• JOUW OPDRACHT
Zet alle regels van de records hieronder in een Markdown-tabel met de kolommen Nr en Regel, waarbij elke regel een eigen rijnummer krijgt. Lege regels laat je weg.

(Records van een aanwijsdataset)
# # # # # # #

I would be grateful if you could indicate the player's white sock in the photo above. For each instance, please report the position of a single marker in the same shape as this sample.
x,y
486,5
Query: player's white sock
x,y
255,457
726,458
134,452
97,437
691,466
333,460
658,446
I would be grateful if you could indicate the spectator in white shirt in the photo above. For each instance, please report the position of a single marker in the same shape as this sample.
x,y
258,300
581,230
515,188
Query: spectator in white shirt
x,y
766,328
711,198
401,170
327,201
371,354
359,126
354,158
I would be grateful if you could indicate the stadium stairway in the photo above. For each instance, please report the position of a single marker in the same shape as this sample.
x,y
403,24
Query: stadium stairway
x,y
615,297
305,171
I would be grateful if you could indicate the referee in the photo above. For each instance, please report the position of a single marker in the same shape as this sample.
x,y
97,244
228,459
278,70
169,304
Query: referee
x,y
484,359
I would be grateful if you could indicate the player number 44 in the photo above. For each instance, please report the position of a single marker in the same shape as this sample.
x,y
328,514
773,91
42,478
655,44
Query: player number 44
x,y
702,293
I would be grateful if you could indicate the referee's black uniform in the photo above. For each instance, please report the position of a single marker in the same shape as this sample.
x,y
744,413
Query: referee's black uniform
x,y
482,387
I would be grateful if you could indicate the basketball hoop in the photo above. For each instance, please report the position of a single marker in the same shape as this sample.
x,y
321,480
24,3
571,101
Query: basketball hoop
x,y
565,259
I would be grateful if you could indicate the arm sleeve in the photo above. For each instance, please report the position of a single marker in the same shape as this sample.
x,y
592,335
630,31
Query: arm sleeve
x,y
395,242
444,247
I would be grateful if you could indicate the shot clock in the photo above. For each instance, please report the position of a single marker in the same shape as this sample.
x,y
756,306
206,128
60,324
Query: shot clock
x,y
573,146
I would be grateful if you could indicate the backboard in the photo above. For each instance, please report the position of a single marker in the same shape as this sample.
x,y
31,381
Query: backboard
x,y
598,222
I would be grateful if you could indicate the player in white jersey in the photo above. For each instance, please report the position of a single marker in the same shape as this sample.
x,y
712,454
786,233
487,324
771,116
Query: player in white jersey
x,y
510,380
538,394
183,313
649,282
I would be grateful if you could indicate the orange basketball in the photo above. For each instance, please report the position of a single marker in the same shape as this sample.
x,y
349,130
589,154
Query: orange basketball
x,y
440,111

# # # # # # #

• UITGEVOERDE OPDRACHT
| Nr | Regel |
|---|---|
| 1 | I would be grateful if you could indicate the player's white sock in the photo above. For each instance, please report the position of a single marker in the same shape as this sample. |
| 2 | x,y |
| 3 | 486,5 |
| 4 | Query: player's white sock |
| 5 | x,y |
| 6 | 255,457 |
| 7 | 726,458 |
| 8 | 134,452 |
| 9 | 97,437 |
| 10 | 691,466 |
| 11 | 333,460 |
| 12 | 658,446 |
| 13 | I would be grateful if you could indicate the spectator in white shirt in the photo above. For each instance, please report the position of a single marker in the same shape as this sample. |
| 14 | x,y |
| 15 | 258,300 |
| 16 | 581,230 |
| 17 | 515,188 |
| 18 | Query: spectator in white shirt |
| 19 | x,y |
| 20 | 766,328 |
| 21 | 711,198 |
| 22 | 401,170 |
| 23 | 327,201 |
| 24 | 371,354 |
| 25 | 359,126 |
| 26 | 354,158 |
| 27 | I would be grateful if you could indicate the stadium stairway in the photo above. For each instance, please report the position of a single marker in the same shape as this sample. |
| 28 | x,y |
| 29 | 403,24 |
| 30 | Query: stadium stairway |
| 31 | x,y |
| 32 | 615,297 |
| 33 | 305,171 |
| 34 | I would be grateful if you could indicate the referee in the photo above. For each instance, please report the position of a single marker in the same shape as this sample. |
| 35 | x,y |
| 36 | 97,244 |
| 37 | 228,459 |
| 38 | 278,70 |
| 39 | 169,304 |
| 40 | Query: referee |
| 41 | x,y |
| 42 | 484,359 |
| 43 | I would be grateful if you could indicate the player number 44 in the photo above. For each instance, please report the position of a single marker in the same shape as this sample. |
| 44 | x,y |
| 45 | 328,514 |
| 46 | 773,91 |
| 47 | 42,478 |
| 48 | 655,44 |
| 49 | Query: player number 44 |
| 50 | x,y |
| 51 | 702,293 |
| 52 | I would be grateful if you could indicate the referee's black uniform in the photo above. For each instance, please report the position of a single marker in the same shape as this sample. |
| 53 | x,y |
| 54 | 744,413 |
| 55 | Query: referee's black uniform |
| 56 | x,y |
| 57 | 482,387 |
| 58 | I would be grateful if you could indicate the basketball hoop in the photo above. For each instance, please report the position of a single marker in the same shape as this sample. |
| 59 | x,y |
| 60 | 321,480 |
| 61 | 24,3 |
| 62 | 571,101 |
| 63 | Query: basketball hoop |
| 64 | x,y |
| 65 | 565,259 |
| 66 | I would be grateful if you could indicate the arm sleeve in the photo above. For each instance, please report the position of a single marker in the same shape as this sample. |
| 67 | x,y |
| 68 | 592,335 |
| 69 | 630,31 |
| 70 | Query: arm sleeve |
| 71 | x,y |
| 72 | 395,242 |
| 73 | 444,247 |
| 74 | I would be grateful if you could indicate the shot clock in the photo above. For each instance, please report the position of a single marker in the same shape as this sample. |
| 75 | x,y |
| 76 | 756,306 |
| 77 | 206,128 |
| 78 | 60,324 |
| 79 | Query: shot clock |
| 80 | x,y |
| 81 | 573,146 |
| 82 | I would be grateful if you could indicate the backboard in the photo above. For each instance, please report the position of a single marker in the same shape as this sample. |
| 83 | x,y |
| 84 | 31,381 |
| 85 | Query: backboard |
| 86 | x,y |
| 87 | 598,222 |
| 88 | I would be grateful if you could indicate the player in white jersey in the photo above. For each instance, please report the position of a single marker in the same shape as this sample. |
| 89 | x,y |
| 90 | 712,454 |
| 91 | 786,233 |
| 92 | 487,324 |
| 93 | 771,116 |
| 94 | Query: player in white jersey |
| 95 | x,y |
| 96 | 510,380 |
| 97 | 538,394 |
| 98 | 183,313 |
| 99 | 649,282 |
| 100 | I would be grateful if you could indicate the orange basketball in the photo above. For each instance, please report the position of a single marker in the same shape as this sample. |
| 101 | x,y |
| 102 | 349,130 |
| 103 | 589,154 |
| 104 | Query: orange basketball |
| 105 | x,y |
| 106 | 440,111 |